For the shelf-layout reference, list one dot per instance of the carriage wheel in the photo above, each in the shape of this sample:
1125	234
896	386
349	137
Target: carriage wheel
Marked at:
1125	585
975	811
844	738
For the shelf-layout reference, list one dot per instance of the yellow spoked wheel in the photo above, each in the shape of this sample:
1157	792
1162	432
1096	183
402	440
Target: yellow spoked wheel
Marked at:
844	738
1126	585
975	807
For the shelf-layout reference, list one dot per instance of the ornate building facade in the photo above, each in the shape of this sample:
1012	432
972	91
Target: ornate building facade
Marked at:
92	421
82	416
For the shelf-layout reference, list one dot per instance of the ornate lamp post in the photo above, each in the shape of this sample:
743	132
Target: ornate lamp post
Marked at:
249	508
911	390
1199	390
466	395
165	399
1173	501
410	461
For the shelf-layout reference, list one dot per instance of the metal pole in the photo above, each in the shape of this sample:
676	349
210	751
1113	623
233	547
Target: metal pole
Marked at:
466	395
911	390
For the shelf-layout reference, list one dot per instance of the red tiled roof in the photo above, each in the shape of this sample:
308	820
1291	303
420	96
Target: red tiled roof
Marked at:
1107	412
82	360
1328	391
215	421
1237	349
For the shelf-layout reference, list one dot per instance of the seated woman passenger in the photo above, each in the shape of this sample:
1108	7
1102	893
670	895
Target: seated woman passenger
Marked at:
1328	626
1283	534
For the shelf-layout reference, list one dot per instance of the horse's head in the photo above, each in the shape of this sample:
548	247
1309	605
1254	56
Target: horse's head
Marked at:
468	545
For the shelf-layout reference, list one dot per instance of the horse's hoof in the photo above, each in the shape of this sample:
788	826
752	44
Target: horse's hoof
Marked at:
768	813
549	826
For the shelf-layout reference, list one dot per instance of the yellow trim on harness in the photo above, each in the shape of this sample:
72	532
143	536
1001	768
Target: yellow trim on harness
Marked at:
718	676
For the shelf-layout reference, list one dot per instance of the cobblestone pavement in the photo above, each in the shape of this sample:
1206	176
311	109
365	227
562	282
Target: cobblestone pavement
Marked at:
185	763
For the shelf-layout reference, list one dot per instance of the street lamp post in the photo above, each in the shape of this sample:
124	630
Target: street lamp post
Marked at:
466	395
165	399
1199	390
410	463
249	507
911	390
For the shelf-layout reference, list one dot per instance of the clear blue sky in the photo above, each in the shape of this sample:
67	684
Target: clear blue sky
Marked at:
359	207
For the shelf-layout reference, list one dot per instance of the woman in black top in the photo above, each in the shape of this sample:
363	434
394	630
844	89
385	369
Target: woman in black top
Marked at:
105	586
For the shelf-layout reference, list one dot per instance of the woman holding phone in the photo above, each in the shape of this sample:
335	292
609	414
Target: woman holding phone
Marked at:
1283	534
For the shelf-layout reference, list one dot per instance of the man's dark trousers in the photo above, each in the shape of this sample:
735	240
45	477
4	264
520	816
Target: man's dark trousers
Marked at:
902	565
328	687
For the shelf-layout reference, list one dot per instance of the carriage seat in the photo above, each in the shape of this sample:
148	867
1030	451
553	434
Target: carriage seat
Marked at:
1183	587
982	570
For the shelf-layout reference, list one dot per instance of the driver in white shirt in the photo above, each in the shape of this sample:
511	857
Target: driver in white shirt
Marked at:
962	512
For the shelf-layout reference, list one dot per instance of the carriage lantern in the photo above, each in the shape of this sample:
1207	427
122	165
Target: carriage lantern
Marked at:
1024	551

---

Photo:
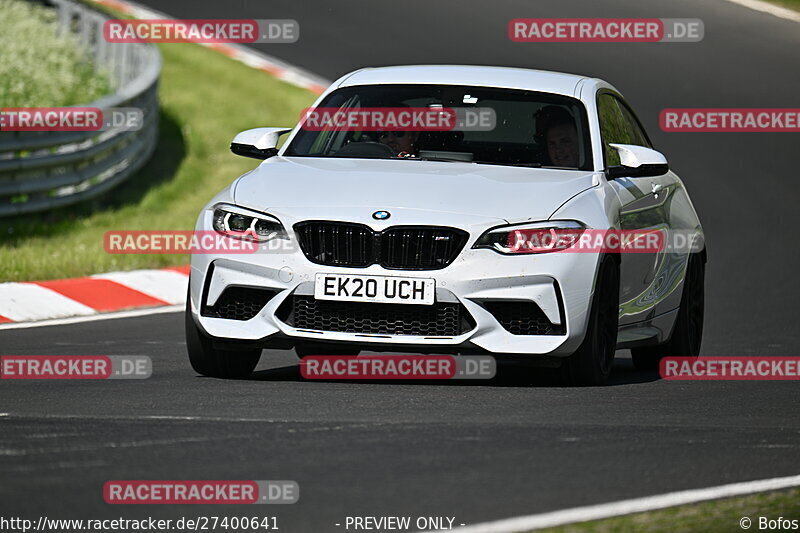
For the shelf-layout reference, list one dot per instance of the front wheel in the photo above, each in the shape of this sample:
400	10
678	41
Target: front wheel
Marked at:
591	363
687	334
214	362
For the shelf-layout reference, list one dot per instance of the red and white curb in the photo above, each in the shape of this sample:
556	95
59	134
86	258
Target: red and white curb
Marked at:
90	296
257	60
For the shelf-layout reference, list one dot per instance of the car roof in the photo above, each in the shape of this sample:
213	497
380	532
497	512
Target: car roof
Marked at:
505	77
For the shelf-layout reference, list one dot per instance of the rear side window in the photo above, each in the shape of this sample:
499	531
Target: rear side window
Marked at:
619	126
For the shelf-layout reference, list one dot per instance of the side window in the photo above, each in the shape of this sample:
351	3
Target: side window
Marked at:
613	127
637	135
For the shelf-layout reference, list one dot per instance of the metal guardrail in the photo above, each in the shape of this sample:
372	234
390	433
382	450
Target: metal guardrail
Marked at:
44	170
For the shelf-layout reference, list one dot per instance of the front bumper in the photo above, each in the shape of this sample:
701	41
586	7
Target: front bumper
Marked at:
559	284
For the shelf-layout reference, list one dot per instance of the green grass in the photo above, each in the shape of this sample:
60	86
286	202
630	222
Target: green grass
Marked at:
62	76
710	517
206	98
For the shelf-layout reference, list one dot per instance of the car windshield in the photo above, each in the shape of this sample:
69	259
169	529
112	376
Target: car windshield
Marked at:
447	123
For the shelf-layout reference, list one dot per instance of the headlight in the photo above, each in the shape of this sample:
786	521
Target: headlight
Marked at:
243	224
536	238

> **CONSIGNE**
Montrez chaque ligne des items qui contient la chaîne "window". La casse compte.

> **RÉSULTAT**
For the shelf-layout reference, list one dot per instance of the rear side window in the photo above, each in the shape of this sample:
Target: rear side window
For the shelf-layout reference, list one dot per instance of the side window in the photo above, each in the shape of this sample:
Target: side window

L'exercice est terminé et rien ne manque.